Source passage:
►

How do I trust the Lord with all of my heart and still be a person of action? I truly believe God puts resources in our path to help us achieve His ends. He doesn't set two paths in front of so we can make the wrong choice. Sometimes two paths are just two paths. Neither one right. Neither one wrong.
But am I leaning on my own understanding instead of His by choosing to go forward with medical interventions?
I recently revisited the story of Abraham and Sarah (one of many tales of infertility in the Bible). God promised them a child. Despite years of infertility and Sarah's advanced age, God promised a miracle.
Sarah so desperately wanted a child that she was unwilling to trust the Lord. Instead, she leaned on her own understanding and asked her husband Abraham to lay with Hagar, her servant. Sarah did not allow God's will to be done in His time and instead placed her own timing above His plan. Hagar did indeed become pregnant and Sarah became hateful and bitter. Her Hagar nearly destroyed her.

◄

Study material:

►

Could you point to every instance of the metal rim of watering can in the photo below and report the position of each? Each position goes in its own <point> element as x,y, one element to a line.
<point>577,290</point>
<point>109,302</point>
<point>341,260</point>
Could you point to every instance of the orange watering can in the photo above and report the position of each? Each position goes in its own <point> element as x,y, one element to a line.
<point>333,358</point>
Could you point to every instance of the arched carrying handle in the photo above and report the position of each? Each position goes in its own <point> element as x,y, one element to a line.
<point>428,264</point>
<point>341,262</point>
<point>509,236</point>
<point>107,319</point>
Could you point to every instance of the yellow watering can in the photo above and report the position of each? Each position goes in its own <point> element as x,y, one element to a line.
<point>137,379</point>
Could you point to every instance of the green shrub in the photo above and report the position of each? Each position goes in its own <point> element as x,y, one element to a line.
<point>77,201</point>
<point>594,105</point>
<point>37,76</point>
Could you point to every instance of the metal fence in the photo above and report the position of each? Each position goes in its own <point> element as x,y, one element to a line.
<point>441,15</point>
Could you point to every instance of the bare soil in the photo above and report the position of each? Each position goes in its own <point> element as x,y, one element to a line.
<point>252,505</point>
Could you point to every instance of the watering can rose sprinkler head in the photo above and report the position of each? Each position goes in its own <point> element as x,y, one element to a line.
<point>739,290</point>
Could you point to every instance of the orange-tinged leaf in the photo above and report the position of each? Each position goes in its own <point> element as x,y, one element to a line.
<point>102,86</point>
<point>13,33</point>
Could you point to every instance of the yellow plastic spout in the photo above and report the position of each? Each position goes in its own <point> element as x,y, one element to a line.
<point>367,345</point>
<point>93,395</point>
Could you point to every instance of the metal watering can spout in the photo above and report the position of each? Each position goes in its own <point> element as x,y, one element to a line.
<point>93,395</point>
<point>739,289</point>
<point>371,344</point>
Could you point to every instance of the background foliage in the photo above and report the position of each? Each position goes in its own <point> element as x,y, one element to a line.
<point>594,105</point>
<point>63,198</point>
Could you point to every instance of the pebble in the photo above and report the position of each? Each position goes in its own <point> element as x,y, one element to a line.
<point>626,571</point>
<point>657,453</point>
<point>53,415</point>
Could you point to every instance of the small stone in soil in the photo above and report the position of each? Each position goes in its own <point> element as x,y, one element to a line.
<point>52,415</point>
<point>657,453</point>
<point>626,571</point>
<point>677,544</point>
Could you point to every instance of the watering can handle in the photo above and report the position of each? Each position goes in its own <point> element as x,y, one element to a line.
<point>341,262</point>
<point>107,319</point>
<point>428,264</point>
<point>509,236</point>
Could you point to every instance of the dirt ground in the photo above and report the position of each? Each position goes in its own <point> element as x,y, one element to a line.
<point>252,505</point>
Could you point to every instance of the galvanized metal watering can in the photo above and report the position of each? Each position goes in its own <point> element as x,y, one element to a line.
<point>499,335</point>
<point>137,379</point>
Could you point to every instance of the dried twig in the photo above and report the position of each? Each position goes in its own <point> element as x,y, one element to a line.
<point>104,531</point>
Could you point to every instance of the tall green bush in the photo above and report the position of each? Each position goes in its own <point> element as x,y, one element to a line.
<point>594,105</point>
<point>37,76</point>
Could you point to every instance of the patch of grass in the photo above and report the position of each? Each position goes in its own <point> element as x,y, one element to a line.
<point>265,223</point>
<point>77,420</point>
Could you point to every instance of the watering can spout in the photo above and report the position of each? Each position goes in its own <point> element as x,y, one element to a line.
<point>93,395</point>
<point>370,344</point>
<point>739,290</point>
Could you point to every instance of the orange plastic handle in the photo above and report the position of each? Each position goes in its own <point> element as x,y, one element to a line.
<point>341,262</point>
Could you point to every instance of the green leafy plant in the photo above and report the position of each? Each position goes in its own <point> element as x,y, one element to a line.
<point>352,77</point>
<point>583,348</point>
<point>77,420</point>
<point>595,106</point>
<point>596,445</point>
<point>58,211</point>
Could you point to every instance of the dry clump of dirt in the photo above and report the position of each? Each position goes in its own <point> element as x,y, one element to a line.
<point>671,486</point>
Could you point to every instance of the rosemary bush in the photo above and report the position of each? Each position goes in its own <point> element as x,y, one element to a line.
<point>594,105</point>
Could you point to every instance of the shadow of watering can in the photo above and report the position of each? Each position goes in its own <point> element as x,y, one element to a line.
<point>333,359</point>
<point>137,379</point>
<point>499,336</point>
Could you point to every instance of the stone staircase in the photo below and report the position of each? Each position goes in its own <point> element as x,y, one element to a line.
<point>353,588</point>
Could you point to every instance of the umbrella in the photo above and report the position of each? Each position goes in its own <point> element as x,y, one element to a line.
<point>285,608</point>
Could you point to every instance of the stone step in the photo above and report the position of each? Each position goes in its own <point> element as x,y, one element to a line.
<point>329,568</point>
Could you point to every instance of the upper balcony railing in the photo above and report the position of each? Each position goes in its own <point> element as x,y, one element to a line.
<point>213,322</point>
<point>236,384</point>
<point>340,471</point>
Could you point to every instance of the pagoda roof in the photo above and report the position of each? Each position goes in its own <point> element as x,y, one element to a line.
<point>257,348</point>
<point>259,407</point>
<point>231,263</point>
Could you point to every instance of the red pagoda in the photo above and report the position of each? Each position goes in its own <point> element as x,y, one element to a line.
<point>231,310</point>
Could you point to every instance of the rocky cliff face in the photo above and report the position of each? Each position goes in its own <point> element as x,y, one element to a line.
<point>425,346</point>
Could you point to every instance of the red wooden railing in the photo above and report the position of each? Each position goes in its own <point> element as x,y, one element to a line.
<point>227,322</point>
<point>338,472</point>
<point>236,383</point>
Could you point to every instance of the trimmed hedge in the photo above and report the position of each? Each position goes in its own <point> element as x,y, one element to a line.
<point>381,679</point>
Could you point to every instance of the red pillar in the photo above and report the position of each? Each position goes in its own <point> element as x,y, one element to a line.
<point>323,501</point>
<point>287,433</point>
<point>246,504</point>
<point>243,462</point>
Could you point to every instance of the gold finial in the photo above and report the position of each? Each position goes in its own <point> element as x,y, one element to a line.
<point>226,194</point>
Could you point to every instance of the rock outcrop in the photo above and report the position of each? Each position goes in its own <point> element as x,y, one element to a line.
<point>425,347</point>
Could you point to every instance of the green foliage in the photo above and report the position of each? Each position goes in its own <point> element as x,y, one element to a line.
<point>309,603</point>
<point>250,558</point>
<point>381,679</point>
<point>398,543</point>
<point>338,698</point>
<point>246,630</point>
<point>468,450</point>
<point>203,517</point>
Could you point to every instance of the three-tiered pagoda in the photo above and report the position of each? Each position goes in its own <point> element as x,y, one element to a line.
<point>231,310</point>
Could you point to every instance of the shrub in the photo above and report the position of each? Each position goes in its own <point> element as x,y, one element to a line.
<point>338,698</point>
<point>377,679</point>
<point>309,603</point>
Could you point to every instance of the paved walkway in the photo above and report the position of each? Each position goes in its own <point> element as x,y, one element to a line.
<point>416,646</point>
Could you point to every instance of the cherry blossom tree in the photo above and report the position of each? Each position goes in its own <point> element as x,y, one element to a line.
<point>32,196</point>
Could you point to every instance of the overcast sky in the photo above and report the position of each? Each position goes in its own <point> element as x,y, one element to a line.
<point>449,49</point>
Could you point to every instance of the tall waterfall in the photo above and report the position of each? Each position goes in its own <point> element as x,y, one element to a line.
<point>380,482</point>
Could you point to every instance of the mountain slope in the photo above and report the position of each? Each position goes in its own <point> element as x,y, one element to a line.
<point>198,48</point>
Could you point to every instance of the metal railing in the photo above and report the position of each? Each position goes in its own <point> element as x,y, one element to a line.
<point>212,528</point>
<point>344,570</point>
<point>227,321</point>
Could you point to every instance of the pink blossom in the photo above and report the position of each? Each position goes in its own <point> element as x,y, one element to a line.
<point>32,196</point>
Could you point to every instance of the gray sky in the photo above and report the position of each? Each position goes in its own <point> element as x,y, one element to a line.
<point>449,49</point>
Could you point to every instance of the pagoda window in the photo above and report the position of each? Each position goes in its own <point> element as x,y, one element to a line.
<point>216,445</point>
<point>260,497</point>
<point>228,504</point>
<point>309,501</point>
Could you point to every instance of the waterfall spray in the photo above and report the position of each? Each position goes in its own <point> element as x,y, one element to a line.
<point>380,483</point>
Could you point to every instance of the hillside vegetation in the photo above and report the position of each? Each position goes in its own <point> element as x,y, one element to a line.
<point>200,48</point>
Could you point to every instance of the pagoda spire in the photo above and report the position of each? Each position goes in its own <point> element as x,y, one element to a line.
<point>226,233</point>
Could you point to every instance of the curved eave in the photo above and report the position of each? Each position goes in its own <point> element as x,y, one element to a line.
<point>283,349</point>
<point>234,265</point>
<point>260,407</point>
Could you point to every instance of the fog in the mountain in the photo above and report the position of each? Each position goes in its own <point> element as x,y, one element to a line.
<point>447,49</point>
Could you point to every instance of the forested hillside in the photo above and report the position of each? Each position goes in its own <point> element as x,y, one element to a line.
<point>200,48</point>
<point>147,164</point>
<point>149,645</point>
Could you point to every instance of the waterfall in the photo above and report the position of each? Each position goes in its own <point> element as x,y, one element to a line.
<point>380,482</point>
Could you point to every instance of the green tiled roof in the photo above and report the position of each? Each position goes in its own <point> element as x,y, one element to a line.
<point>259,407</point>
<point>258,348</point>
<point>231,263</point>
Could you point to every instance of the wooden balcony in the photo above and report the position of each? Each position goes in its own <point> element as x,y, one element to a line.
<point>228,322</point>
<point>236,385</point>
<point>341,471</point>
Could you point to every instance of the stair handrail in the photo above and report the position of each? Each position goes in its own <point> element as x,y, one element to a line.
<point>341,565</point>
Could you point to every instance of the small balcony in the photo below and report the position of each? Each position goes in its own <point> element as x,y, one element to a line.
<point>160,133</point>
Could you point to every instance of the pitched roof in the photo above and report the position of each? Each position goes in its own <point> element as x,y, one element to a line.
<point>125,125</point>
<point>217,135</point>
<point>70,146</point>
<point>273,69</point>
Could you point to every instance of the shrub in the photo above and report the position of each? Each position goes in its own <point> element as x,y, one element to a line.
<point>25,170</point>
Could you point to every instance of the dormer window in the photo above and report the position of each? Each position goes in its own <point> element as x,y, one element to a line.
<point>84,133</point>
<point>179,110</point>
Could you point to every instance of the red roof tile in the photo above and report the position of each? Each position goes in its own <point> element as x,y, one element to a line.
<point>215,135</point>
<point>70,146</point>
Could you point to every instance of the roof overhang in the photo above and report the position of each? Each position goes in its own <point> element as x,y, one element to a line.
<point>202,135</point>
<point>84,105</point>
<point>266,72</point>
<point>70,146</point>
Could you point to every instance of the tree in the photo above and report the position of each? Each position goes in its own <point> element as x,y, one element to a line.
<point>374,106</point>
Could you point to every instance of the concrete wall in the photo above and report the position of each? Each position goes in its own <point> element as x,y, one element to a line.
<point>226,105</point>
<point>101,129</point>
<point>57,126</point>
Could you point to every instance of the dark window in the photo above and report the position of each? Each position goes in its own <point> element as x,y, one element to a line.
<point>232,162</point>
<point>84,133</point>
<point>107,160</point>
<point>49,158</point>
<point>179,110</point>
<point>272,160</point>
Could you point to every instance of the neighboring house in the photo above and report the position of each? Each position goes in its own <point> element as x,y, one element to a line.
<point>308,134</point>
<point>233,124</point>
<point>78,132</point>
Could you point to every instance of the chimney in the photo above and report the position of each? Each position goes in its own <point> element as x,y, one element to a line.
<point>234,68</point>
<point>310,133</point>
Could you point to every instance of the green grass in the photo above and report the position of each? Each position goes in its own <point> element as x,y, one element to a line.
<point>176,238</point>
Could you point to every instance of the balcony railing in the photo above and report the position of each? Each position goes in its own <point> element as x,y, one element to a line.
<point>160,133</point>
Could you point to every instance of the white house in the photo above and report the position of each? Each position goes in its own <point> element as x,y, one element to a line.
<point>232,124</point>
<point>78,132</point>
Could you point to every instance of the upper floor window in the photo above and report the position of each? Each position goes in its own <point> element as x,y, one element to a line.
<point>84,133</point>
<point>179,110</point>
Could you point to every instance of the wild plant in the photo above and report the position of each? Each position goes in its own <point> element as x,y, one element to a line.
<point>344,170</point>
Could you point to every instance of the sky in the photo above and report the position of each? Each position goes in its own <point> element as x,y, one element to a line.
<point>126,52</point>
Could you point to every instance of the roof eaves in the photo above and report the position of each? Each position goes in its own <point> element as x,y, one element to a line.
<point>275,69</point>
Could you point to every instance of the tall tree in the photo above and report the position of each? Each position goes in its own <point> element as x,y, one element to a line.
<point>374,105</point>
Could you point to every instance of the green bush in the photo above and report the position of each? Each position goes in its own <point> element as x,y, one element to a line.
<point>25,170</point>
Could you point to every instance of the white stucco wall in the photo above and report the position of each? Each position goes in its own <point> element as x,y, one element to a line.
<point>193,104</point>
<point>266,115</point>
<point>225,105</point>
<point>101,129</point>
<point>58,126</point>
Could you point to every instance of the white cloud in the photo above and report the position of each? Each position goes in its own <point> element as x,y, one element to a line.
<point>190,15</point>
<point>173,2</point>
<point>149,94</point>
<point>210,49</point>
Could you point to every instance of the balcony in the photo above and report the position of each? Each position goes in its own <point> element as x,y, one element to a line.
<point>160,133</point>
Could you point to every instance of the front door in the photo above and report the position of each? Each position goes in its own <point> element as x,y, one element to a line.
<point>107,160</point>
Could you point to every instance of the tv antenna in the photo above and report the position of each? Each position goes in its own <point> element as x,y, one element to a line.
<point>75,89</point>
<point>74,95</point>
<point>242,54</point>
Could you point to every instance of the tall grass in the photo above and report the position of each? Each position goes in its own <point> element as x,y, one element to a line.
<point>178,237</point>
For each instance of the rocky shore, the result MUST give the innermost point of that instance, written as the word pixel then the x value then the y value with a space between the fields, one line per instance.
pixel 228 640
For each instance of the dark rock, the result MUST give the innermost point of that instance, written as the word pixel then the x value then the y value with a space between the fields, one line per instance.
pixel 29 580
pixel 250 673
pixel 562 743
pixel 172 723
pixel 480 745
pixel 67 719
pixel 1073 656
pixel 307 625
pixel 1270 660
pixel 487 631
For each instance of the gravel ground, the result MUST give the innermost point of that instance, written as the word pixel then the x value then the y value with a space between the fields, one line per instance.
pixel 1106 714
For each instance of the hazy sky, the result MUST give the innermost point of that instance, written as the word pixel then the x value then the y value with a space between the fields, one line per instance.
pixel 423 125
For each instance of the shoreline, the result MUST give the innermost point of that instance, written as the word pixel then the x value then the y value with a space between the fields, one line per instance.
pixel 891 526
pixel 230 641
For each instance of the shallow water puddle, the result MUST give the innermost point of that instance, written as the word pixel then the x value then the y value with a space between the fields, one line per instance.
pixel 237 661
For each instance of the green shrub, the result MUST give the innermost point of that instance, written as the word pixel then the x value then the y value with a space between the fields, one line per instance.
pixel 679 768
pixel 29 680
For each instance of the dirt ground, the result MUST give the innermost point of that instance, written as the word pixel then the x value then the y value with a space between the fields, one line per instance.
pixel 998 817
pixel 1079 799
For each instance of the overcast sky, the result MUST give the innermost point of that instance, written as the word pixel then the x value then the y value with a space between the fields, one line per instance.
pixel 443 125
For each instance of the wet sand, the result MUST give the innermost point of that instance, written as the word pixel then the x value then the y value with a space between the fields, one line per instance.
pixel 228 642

◄

Work order A: Say whether each statement agrees with the passage on trusting the Lord, answering yes or no and quoting the words that decide it: (i) God promised Abraham and Sarah a child; (ii) Hagar was Abraham's servant; (iii) Hagar became pregnant.
Work order B: Write out the stretch of the passage on trusting the Lord from "How do I trust" through "promised a miracle.".
The listing plays no part in this work.

Written answer A:
(i) Yes: "God promised them a child."
(ii) No: "asked her husband Abraham to lay with Hagar, her servant"
(iii) Yes: "Hagar did indeed become pregnant"

Written answer B:
How do I trust the Lord with all of my heart and still be a person of action? I truly believe God puts resources in our path to help us achieve His ends. He doesn't set two paths in front of so we can make the wrong choice. Sometimes two paths are just two paths. Neither one right. Neither one wrong.
But am I leaning on my own understanding instead of His by choosing to go forward with medical interventions?
I recently revisited the story of Abraham and Sarah (one of many tales of infertility in the Bible). God promised them a child. Despite years of infertility and Sarah's advanced age, God promised a miracle.